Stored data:
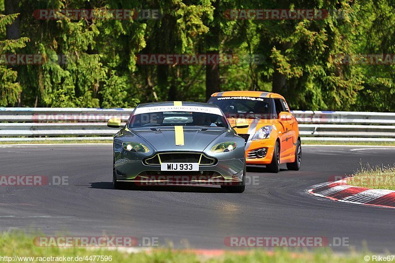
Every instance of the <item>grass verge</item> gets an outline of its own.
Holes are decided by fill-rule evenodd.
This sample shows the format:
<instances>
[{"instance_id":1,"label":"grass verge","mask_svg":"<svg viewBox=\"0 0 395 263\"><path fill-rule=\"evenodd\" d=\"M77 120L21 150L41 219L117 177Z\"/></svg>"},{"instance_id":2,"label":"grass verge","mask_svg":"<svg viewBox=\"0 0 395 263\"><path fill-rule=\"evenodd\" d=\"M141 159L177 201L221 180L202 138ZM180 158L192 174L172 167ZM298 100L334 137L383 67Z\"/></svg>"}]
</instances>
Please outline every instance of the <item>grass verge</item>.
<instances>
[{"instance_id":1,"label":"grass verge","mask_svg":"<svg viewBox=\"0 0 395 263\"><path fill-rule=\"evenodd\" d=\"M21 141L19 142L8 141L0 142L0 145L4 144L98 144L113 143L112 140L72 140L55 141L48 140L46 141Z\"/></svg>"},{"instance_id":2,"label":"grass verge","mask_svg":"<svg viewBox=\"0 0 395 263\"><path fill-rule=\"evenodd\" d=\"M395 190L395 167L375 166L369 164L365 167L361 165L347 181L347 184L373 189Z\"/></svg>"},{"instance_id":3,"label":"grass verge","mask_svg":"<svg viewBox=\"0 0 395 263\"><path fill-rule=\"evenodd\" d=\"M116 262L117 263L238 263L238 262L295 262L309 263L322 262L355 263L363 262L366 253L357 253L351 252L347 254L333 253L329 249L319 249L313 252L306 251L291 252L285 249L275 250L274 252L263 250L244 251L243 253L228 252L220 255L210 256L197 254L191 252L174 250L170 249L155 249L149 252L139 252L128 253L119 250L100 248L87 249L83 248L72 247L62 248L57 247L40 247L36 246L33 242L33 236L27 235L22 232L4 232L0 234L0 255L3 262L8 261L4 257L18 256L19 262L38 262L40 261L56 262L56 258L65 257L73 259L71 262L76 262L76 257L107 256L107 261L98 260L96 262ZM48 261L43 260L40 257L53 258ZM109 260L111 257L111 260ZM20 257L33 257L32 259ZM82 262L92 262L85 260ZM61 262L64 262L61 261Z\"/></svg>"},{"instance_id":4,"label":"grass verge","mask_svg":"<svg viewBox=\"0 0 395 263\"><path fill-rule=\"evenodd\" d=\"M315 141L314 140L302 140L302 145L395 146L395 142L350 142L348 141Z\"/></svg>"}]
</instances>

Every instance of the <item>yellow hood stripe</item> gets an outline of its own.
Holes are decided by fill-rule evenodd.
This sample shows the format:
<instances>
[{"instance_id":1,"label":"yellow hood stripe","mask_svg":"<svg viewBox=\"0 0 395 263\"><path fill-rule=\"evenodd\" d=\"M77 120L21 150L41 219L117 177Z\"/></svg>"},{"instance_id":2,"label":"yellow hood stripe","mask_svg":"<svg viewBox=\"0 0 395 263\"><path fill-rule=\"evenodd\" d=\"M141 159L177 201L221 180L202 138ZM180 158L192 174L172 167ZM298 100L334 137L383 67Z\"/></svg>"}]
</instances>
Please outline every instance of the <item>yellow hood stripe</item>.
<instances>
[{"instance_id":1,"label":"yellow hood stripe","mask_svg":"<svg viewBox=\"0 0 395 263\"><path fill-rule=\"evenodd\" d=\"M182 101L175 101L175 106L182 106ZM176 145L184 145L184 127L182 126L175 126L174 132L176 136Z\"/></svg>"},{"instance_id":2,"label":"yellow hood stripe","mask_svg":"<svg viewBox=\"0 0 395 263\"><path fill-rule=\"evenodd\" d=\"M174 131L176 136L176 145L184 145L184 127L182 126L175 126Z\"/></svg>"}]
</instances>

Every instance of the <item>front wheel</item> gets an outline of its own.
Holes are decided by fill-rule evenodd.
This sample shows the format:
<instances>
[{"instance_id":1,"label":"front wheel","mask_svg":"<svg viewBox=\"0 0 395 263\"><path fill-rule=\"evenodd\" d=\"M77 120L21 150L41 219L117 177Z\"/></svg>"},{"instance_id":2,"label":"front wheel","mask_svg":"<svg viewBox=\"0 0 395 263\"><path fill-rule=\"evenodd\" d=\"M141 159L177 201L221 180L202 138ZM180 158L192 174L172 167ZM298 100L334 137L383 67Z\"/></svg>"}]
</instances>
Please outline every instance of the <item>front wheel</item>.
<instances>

**GIVEN REQUEST:** Copy out verbatim the stretch of the data from the line containing "Every instance of the <item>front wheel</item> gets" through the last line of the data, including both ends.

**RESPONSE TO THIS EXERCISE:**
Every instance of the <item>front wheel</item> gets an outline of its own.
Holes are decided by fill-rule evenodd.
This sample shows the format:
<instances>
[{"instance_id":1,"label":"front wheel","mask_svg":"<svg viewBox=\"0 0 395 263\"><path fill-rule=\"evenodd\" d=\"M77 120L21 150L41 219L117 177Z\"/></svg>"},{"instance_id":2,"label":"front wheel","mask_svg":"<svg viewBox=\"0 0 395 263\"><path fill-rule=\"evenodd\" d=\"M141 159L177 201L221 180L202 138ZM180 158L192 174L172 167ZM298 100L334 137L383 67Z\"/></svg>"}]
</instances>
Please outline every instance of the <item>front wheel</item>.
<instances>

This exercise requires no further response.